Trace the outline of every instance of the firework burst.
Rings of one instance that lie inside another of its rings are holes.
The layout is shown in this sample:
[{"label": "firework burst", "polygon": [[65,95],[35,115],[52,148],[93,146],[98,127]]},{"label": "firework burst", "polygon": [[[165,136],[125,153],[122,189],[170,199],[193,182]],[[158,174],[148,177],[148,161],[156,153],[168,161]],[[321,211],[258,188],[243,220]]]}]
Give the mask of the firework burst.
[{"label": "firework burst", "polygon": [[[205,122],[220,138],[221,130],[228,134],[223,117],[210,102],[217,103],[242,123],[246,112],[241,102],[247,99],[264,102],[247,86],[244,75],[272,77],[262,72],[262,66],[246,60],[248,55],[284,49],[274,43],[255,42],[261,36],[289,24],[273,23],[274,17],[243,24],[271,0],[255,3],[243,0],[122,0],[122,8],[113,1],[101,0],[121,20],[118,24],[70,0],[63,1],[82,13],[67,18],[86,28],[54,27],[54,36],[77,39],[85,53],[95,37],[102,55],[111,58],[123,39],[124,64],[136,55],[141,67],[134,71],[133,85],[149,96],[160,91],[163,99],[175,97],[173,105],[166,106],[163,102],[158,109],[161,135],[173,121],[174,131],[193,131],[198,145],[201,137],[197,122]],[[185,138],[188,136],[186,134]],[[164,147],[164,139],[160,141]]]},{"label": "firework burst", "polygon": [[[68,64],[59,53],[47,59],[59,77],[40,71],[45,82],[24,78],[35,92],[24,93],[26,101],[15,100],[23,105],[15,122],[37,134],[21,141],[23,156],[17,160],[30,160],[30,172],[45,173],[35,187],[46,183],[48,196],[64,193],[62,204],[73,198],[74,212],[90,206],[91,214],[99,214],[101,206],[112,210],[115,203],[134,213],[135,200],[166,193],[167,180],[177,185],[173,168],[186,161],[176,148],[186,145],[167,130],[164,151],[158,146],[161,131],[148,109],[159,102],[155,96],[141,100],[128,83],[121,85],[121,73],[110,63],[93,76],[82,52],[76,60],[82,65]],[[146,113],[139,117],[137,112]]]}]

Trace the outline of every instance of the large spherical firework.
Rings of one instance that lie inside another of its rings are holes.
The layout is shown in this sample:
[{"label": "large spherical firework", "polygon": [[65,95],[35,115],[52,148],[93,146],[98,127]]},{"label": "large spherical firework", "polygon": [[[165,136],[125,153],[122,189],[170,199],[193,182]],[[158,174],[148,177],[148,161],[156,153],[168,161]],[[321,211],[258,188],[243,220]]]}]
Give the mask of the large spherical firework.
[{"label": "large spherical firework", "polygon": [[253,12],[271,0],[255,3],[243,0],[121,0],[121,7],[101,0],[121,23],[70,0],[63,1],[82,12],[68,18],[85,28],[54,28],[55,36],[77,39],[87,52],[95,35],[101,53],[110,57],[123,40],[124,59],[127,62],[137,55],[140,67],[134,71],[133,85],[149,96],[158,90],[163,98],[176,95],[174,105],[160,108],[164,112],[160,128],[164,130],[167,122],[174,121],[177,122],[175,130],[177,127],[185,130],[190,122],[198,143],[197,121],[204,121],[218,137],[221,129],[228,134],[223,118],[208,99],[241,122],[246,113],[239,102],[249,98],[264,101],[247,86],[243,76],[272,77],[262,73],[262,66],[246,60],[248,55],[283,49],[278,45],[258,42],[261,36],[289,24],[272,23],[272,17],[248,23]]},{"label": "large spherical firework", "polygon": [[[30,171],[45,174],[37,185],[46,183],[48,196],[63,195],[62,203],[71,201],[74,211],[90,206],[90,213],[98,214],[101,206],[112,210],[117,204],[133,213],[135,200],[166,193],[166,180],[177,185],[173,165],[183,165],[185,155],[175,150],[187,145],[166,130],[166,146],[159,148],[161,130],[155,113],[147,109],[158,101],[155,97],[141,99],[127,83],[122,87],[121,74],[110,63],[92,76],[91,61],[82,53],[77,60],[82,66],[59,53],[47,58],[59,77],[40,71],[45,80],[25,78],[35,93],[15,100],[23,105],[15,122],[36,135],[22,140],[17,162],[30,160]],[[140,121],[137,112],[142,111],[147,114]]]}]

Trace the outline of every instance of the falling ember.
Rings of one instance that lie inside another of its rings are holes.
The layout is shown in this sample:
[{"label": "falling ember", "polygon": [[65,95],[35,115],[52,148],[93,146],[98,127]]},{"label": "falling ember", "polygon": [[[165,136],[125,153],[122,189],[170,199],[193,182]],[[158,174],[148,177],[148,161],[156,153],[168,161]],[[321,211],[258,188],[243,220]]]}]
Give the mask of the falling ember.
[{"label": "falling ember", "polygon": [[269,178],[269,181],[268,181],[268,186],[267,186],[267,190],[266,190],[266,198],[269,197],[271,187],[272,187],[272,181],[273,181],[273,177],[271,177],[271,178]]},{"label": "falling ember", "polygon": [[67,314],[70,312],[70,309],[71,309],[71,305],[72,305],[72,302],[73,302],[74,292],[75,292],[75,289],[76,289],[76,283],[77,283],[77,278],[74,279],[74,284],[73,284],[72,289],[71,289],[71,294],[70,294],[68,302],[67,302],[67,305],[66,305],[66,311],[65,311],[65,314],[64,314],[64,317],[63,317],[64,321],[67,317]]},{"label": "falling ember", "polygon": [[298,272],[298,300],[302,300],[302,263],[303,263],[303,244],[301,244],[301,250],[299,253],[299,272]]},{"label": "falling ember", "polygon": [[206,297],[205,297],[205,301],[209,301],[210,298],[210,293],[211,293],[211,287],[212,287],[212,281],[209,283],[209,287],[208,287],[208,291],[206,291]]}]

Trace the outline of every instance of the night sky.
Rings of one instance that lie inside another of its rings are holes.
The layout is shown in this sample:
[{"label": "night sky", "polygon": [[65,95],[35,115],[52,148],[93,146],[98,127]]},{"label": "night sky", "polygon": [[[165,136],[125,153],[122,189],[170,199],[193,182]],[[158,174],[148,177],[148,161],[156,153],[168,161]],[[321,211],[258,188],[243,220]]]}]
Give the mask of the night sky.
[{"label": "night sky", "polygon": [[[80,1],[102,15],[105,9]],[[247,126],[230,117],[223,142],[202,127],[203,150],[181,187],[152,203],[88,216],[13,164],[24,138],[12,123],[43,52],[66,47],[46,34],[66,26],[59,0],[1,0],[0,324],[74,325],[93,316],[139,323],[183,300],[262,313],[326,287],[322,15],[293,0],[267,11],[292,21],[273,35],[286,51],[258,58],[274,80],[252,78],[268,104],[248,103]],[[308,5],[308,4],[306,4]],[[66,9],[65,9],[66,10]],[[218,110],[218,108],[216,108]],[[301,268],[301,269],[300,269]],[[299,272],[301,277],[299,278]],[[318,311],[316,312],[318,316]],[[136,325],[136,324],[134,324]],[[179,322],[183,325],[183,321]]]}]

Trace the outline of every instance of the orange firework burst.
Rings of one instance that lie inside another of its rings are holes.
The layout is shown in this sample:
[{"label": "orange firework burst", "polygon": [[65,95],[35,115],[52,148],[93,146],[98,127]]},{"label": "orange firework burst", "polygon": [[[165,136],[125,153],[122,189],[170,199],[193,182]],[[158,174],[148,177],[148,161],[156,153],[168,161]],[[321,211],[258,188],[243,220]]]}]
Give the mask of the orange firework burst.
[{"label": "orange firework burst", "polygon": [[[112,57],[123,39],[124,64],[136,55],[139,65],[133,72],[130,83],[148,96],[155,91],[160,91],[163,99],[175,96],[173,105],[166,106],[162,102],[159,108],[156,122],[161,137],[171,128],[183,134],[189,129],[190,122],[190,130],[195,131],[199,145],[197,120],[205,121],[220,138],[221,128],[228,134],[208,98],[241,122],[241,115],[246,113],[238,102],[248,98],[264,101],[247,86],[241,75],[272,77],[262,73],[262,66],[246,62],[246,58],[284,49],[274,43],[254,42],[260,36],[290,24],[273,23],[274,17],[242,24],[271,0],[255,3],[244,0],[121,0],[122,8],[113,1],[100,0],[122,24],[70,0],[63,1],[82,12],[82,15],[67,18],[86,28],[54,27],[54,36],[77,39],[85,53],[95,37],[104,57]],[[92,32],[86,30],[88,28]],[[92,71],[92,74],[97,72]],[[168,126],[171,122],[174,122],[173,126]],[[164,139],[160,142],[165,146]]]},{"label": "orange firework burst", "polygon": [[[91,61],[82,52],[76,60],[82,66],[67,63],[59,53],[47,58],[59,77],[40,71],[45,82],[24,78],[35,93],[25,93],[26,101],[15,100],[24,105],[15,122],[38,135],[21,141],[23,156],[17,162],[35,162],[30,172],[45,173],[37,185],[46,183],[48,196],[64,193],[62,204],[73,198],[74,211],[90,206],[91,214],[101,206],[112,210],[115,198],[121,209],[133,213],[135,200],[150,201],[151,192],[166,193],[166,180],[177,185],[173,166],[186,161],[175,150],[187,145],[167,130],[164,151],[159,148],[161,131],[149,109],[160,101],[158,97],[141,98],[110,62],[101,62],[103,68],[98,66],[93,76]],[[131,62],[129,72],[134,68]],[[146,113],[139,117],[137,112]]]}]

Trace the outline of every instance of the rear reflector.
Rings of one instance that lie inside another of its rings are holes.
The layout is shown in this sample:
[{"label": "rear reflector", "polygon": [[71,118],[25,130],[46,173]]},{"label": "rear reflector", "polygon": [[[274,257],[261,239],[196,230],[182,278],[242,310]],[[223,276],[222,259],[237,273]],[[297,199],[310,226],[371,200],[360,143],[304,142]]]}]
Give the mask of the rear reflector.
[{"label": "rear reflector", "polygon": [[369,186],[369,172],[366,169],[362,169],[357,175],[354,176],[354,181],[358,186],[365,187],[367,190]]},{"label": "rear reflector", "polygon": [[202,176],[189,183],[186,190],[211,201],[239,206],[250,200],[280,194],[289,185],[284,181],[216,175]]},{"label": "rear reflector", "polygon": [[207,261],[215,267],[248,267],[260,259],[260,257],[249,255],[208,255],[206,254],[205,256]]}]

§ The request:
Count the lines in the entries above that contain the string "Give", matching case exactly, and reply with the number alone.

§ Written answer:
6